§ **WRITTEN REQUEST**
Restate the data word for word and leave the images out.

§ **GIVEN RECORDS**
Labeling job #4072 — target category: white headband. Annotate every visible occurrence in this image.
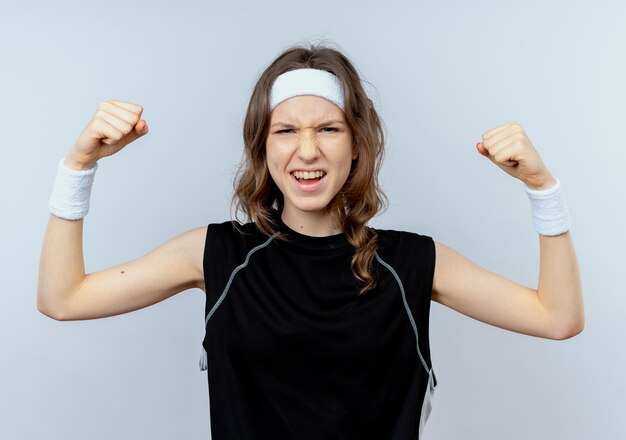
[270,68,344,111]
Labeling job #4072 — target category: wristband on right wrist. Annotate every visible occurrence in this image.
[524,177,572,236]
[48,158,98,220]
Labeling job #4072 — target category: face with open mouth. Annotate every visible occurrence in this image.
[266,95,357,227]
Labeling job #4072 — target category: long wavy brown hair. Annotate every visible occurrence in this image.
[231,44,388,294]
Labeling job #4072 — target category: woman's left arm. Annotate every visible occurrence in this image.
[432,122,584,339]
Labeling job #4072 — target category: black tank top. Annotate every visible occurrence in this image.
[200,212,437,440]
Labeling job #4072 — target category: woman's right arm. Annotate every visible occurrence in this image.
[37,100,206,320]
[37,214,207,321]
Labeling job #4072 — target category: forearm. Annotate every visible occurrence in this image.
[537,231,585,338]
[37,157,88,317]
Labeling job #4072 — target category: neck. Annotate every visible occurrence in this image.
[281,209,343,237]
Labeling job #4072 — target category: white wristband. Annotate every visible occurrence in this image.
[524,177,572,236]
[48,158,98,220]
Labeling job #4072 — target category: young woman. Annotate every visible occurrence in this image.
[37,46,584,439]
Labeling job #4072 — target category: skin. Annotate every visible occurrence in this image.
[266,96,358,236]
[37,100,584,340]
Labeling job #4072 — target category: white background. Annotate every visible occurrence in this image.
[0,0,626,440]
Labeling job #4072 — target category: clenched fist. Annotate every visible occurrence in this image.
[65,99,148,170]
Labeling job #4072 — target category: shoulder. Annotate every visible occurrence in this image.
[372,228,434,250]
[375,229,435,271]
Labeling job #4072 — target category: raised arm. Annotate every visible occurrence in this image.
[432,232,584,340]
[37,100,206,320]
[432,123,585,339]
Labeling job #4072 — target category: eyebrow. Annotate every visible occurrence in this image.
[270,119,346,129]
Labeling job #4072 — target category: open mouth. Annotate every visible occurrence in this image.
[291,171,326,183]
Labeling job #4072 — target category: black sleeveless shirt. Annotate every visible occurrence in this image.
[201,211,437,440]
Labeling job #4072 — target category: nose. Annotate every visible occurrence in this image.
[298,130,319,161]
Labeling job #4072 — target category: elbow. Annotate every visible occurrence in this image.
[551,320,585,341]
[37,300,65,321]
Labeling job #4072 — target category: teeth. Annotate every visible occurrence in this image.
[292,171,326,180]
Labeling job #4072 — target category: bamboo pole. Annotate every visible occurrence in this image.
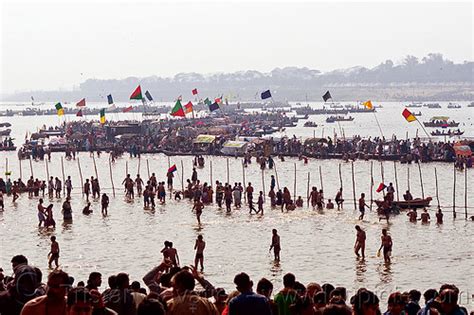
[351,162,357,210]
[306,173,312,207]
[181,160,184,192]
[453,164,456,218]
[30,156,35,177]
[273,163,280,189]
[418,162,425,199]
[61,156,66,196]
[435,167,439,208]
[293,163,296,200]
[77,157,84,197]
[146,159,150,179]
[370,161,374,211]
[18,158,23,180]
[109,159,115,198]
[243,161,247,203]
[339,163,342,188]
[319,165,324,191]
[393,161,400,201]
[464,167,467,220]
[226,158,231,185]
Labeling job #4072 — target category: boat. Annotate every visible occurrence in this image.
[303,121,318,127]
[431,129,464,137]
[375,197,433,209]
[406,102,423,108]
[423,116,459,128]
[423,103,441,108]
[448,103,461,109]
[326,116,354,123]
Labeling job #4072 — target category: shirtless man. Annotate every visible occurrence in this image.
[48,236,59,269]
[359,193,369,220]
[436,208,443,224]
[193,200,204,225]
[269,229,281,261]
[420,208,430,223]
[379,229,393,263]
[407,209,418,223]
[194,235,206,272]
[354,225,366,258]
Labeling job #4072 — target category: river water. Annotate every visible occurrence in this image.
[0,104,474,308]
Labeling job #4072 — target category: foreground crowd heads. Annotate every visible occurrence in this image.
[0,256,472,315]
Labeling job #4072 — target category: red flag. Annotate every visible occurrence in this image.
[130,86,143,100]
[376,183,387,192]
[122,105,133,113]
[76,98,86,107]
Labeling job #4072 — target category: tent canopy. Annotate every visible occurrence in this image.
[194,135,216,144]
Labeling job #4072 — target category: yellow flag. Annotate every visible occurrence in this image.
[363,100,374,109]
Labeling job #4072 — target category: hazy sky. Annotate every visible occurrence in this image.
[0,0,473,93]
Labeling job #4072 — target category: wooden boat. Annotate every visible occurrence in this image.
[375,197,433,209]
[303,121,318,127]
[431,129,464,137]
[326,116,354,123]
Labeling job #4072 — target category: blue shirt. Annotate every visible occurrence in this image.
[229,292,272,315]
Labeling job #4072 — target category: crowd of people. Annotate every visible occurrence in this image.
[0,254,473,315]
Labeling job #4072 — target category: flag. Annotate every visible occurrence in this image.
[107,94,114,105]
[209,103,219,112]
[55,103,64,116]
[145,91,153,102]
[184,101,193,114]
[323,91,332,102]
[168,164,178,173]
[170,100,186,117]
[362,100,374,109]
[402,108,416,122]
[130,85,143,100]
[260,90,272,100]
[122,105,133,113]
[100,108,105,124]
[376,183,387,192]
[76,98,86,107]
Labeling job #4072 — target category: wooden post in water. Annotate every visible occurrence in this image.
[273,163,280,189]
[77,157,84,197]
[435,167,439,208]
[351,162,357,210]
[339,163,342,188]
[61,156,66,196]
[293,163,296,201]
[243,161,247,202]
[92,153,99,181]
[30,156,35,177]
[306,172,312,207]
[319,165,324,192]
[18,158,23,180]
[181,160,184,193]
[453,164,456,218]
[464,167,467,220]
[370,161,374,211]
[226,158,231,185]
[109,159,115,198]
[146,159,150,179]
[393,161,400,201]
[418,162,425,199]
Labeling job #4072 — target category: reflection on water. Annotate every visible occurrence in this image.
[0,153,474,304]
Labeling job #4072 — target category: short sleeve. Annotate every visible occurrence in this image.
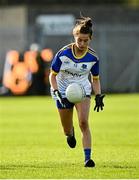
[51,54,62,73]
[91,60,99,76]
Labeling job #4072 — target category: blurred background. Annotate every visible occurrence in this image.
[0,0,139,96]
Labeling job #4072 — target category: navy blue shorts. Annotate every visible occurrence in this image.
[56,95,91,109]
[56,98,74,109]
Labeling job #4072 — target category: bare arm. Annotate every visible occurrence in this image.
[49,72,58,90]
[92,77,101,95]
[92,76,101,95]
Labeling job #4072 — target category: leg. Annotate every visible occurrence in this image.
[58,108,73,136]
[75,98,91,149]
[58,108,76,148]
[75,98,95,167]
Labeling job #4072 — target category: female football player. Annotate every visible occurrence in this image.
[49,17,104,167]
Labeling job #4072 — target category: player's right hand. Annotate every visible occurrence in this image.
[54,89,66,108]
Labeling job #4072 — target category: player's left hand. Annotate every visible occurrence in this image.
[94,94,105,112]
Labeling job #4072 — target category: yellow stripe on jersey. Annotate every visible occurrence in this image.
[93,76,99,79]
[50,69,58,75]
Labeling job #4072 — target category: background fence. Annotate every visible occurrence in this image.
[0,7,139,93]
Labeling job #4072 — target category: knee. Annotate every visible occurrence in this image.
[79,121,88,131]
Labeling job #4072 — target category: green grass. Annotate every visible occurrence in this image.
[0,94,139,179]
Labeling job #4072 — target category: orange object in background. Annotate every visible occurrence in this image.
[6,62,30,95]
[41,49,53,62]
[24,51,39,73]
[6,50,19,65]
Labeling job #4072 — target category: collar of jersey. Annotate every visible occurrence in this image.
[71,43,88,59]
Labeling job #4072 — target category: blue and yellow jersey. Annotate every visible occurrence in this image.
[51,43,99,97]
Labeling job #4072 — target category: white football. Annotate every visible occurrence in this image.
[66,83,86,103]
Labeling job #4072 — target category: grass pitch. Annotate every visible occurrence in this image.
[0,94,139,179]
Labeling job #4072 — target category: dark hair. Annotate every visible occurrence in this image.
[73,16,93,39]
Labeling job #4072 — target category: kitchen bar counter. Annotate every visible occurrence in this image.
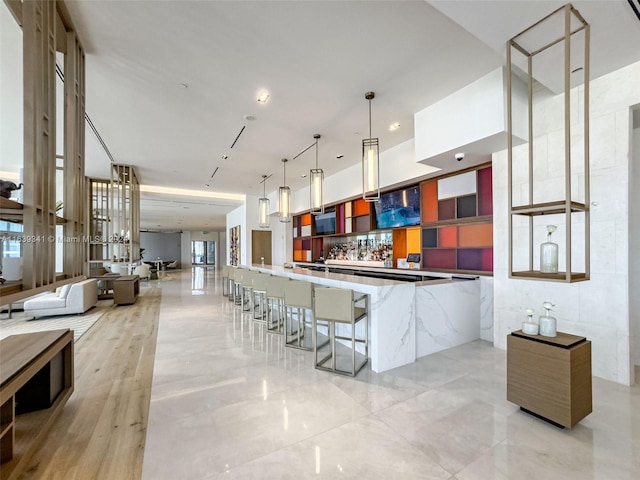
[249,264,480,373]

§ **EXERCISE RESULT**
Labeling job #4072 — target category: white headband. Annotate every visible occurrence in this image.
[270,68,344,111]
Labeling job #4072 — target category: wristband on right wrist. Annotate every visible occurrence in this image.
[524,177,572,236]
[48,158,98,220]
Labeling job #4072 — target category: face with open mouth. Annotate every visible occurrence in this image.
[266,95,357,227]
Labeling job #4072 — target category: long wavy brown hair. Annotate every visible occurrence in this image.
[231,44,388,294]
Labeling job #4072 — target category: woman's left arm. Annotate every visible occurrence in this image.
[432,122,584,339]
Labeling job #4072 — target category: black tank top. Annotate every visible occurrence in this image.
[200,212,437,440]
Labeling job #4072 — target category: woman's right arm. Annotate every visible occurrence in this image.
[37,100,206,320]
[37,214,207,321]
Labeling job #4072 — target category: forearm. Annotate every visible occurrence in this image.
[537,231,585,338]
[37,157,88,317]
Labeling job #4072 — target category: neck. Annotate every visible occurrence in this image.
[281,209,343,237]
Labeling job #4072 — target category: white wristband. Annotate every visible occurrence in this image.
[524,177,572,236]
[48,158,98,220]
Labeling job #4072 — target category: young woman. Annotate every visible occurrence in this image.
[37,46,584,439]
Labeling job #4072 — target category: skin. Annotate every visible occurrence in this image.
[266,96,358,236]
[37,100,584,340]
Labeling job #4072 — target category: white background. Annotate every visible occurrence in this image.
[0,0,626,440]
Labeling job #4072 — target category: clenched fist. Annotate every visible occurrence in this image.
[65,99,148,170]
Labeling job #4072 — target category: shoulder. Annotate every visible occurrence in this image.
[372,228,434,250]
[375,229,435,271]
Labeling job #4072 — target category: raised arm. Annotate every visible occurrence in this image.
[432,232,584,340]
[37,100,206,320]
[432,123,585,339]
Labeling job #4072 — target category: eyebrow. Annotate every visible occurrence in this image.
[270,119,346,129]
Labeling job #4072 — target category: open mouth. Annotate every visible occurrence in this image.
[291,171,326,183]
Labeling job #4072 — target category: black sleeveless shirt. Annotate every visible occurrence in this image.
[201,211,437,440]
Labeling job #4072 — target category: nose. Annotate every visible occurrence in this image.
[298,130,319,161]
Labeling job #4072 — target category: elbow. Annotate every visible occurrence in this image.
[551,320,585,341]
[37,300,65,321]
Labeling job #4072 — target category: teeth. Annotate every visible occurrence in this image.
[292,171,326,180]
Labeling job #4072 — target category: bamboo pole. Annotate every visible occurrence in this image.
[351,162,357,210]
[306,173,312,207]
[181,160,184,192]
[453,164,456,218]
[30,156,35,177]
[273,163,280,189]
[418,162,425,199]
[61,156,66,196]
[435,167,439,208]
[293,163,296,200]
[77,157,84,197]
[146,159,150,179]
[370,161,374,211]
[18,158,23,180]
[109,159,115,198]
[243,161,247,203]
[339,163,342,188]
[319,165,324,191]
[393,161,400,201]
[464,167,467,220]
[226,158,231,185]
Labeling job #4072 — target category: boat. Annotate every visible occurrence in this image.
[303,121,318,127]
[431,129,464,137]
[375,197,433,209]
[406,102,423,108]
[423,116,459,128]
[423,103,441,108]
[448,103,461,109]
[326,116,354,123]
Labeling job #4072 — target category: shirtless man. Annotate every visible occurrence in this image.
[48,236,59,269]
[359,193,369,220]
[436,208,443,224]
[193,200,204,225]
[269,229,281,261]
[420,208,430,223]
[379,229,393,263]
[407,209,418,223]
[194,235,206,272]
[354,225,366,258]
Labeling job #4072 — target category: river water. Annotate every visible occurrence in this image.
[0,104,474,308]
Labeling job #4072 — target category: foreground crowd heads. Annotate every visible occurrence in this image.
[0,256,472,315]
Labeling job #4072 — target category: red flag. Annotate every visible occurrence in this image.
[130,86,143,100]
[376,183,387,192]
[122,105,133,113]
[76,98,86,107]
Labeling job #4072 — target category: tent canopy. Annotate every visible occurrence in this image.
[194,135,216,144]
Labeling job #4072 — target category: yellow flag. Annotate every visible occurrence in this image.
[363,100,374,109]
Labeling job #4072 — target category: hazy sky. Annotate every visible occurrence in this image.
[0,0,473,93]
Labeling job #4072 — target category: wooden boat. Annotate every visible occurrence in this image.
[375,197,433,209]
[303,121,318,127]
[431,129,464,137]
[326,116,354,123]
Labeling job #4072 — target category: blue shirt. Annotate every visible occurrence in this image.
[229,292,272,315]
Labeling job #4072 — target category: crowd of people. Annotate every visible occurrence in this image.
[0,254,473,315]
Labeling job #4072 — target category: flag. Annotate every visible occurrence in this image.
[107,94,114,105]
[209,103,219,112]
[55,103,64,116]
[145,91,153,102]
[184,101,193,114]
[323,91,332,102]
[168,164,178,173]
[170,100,186,117]
[362,100,374,109]
[402,108,416,122]
[130,85,143,100]
[260,90,272,100]
[122,105,133,113]
[100,108,105,124]
[376,183,387,192]
[76,98,86,107]
Labeling job #4072 — target category: wooden post in water. Annotate every visible occurrence in this image.
[273,163,280,189]
[77,157,84,197]
[435,167,439,208]
[351,162,357,210]
[339,163,342,188]
[61,156,66,196]
[293,163,296,201]
[243,161,247,202]
[92,153,99,181]
[30,156,35,177]
[306,172,312,207]
[319,165,324,192]
[18,158,23,180]
[181,160,184,193]
[453,164,456,218]
[464,167,467,220]
[370,161,374,211]
[226,158,231,185]
[109,159,115,198]
[146,159,150,179]
[393,161,400,201]
[418,162,425,199]
Labeling job #4072 — target category: reflection on water. Annotate every visible occurrence in this image.
[0,153,474,304]
Labeling job #4072 — target category: short sleeve. Annotate every visible occurrence in this image.
[51,54,62,73]
[91,60,99,76]
Labeling job #4072 — target category: blurred background. Annotate every visible occurrence in this image.
[0,0,139,96]
Labeling job #4072 — target category: navy blue shorts. Annotate every visible occurrence in this image.
[56,95,91,109]
[56,98,74,109]
Labeling job #4072 — target category: bare arm. Annotate every visible occurrence in this image.
[49,72,58,90]
[92,77,101,95]
[92,76,101,95]
Labeling job #4072 — target category: leg. Annotate every visible occurrence in this image.
[58,108,73,136]
[75,98,91,149]
[58,108,76,148]
[75,98,95,167]
Labeling job #4072 — target category: female football player. Annotate every visible occurrence in this image.
[49,17,104,167]
Labeling job #4072 — target category: player's right hand. Annotate every visible occurrence in this image.
[54,89,66,108]
Labeling job #4072 — target category: player's left hand. Annotate every visible occurrence in this image.
[94,94,105,112]
Labeling job #4072 — target category: yellow stripe on jersey. Annotate every visible occurrence in this image.
[93,76,99,79]
[50,69,58,75]
Labeling job #4072 — target category: background fence. Annotate every visible occurrence in this image.
[0,7,139,93]
Labeling job #4072 — target category: knee. Annotate every visible occurrence in this image.
[79,121,88,131]
Labeling job #4072 — target category: green grass. Annotate every visible occurrence in this image.
[0,94,139,179]
Labeling job #4072 — target category: orange object in background. Annotate every visible occurrence in this image.
[6,62,30,95]
[41,49,53,62]
[24,51,39,73]
[6,50,19,65]
Labeling job #4072 — target category: collar of jersey. Annotate every visible occurrence in this image.
[71,43,88,59]
Labeling job #4072 — target category: blue and yellow jersey. Annotate every visible occurrence in this image.
[51,43,99,97]
Labeling job #4072 — target category: white football. Annotate every visible occurrence in this image.
[66,83,86,103]
Labeling job #4072 — target category: grass pitch. Annotate every visible occurrence in this image.
[0,94,139,179]
Labeling job #4072 — target category: dark hair. Annotate every visible occurrence in this image.
[73,16,93,39]
Labeling job #4072 — target category: kitchen bar counter. Annotate every visible occurrence in this image.
[249,264,480,373]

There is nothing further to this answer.